▸ Dataset excerpts:
※ ※ ※
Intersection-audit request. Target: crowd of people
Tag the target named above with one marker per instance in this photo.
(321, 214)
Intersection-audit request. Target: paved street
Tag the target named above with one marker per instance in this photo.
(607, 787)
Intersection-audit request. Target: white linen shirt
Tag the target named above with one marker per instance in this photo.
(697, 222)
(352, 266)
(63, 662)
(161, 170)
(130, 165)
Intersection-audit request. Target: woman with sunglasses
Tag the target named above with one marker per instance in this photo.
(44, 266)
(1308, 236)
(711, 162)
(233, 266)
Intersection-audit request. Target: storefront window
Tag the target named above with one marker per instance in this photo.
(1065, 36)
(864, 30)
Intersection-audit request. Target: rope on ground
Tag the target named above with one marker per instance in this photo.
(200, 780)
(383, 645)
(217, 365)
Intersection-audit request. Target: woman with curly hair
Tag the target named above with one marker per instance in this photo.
※ ※ ※
▸ Your goal:
Lay out each line of the rows above as a JSON list of strings, one string per line, leaving out blank lines.

▸ Expected answer:
[
  "Intersection-audit request. Target: crowd of people",
  "Tag the target named above with one marker per instance in this photo.",
  "(321, 214)",
  "Intersection-audit request. Target: paved street",
  "Tag the target named above with one marker per instance in this photo.",
  "(607, 787)",
  "Intersection-audit request. Target: white linen shirt",
  "Tag the target named above with one marker per instance in this photo.",
  "(697, 222)",
  "(352, 266)",
  "(63, 662)",
  "(161, 170)",
  "(130, 165)",
  "Intersection-audit request. Target: woman with sunglasses",
  "Tag the target named above with one marker per instance in this photo.",
  "(44, 266)",
  "(1308, 236)",
  "(711, 162)",
  "(233, 266)",
  "Intersection-audit request. Target: storefront window",
  "Tag the target named above with one marker per instance in this photo.",
  "(1065, 36)",
  "(864, 30)",
  "Intersection-audit request. Target: rope on ground",
  "Tag the target named above with one marker per instance in this photo.",
  "(200, 780)",
  "(383, 645)",
  "(217, 365)",
  "Intersection-audit request. Target: woman with curly hair",
  "Tag the target named above with one marker per instance in this photo."
]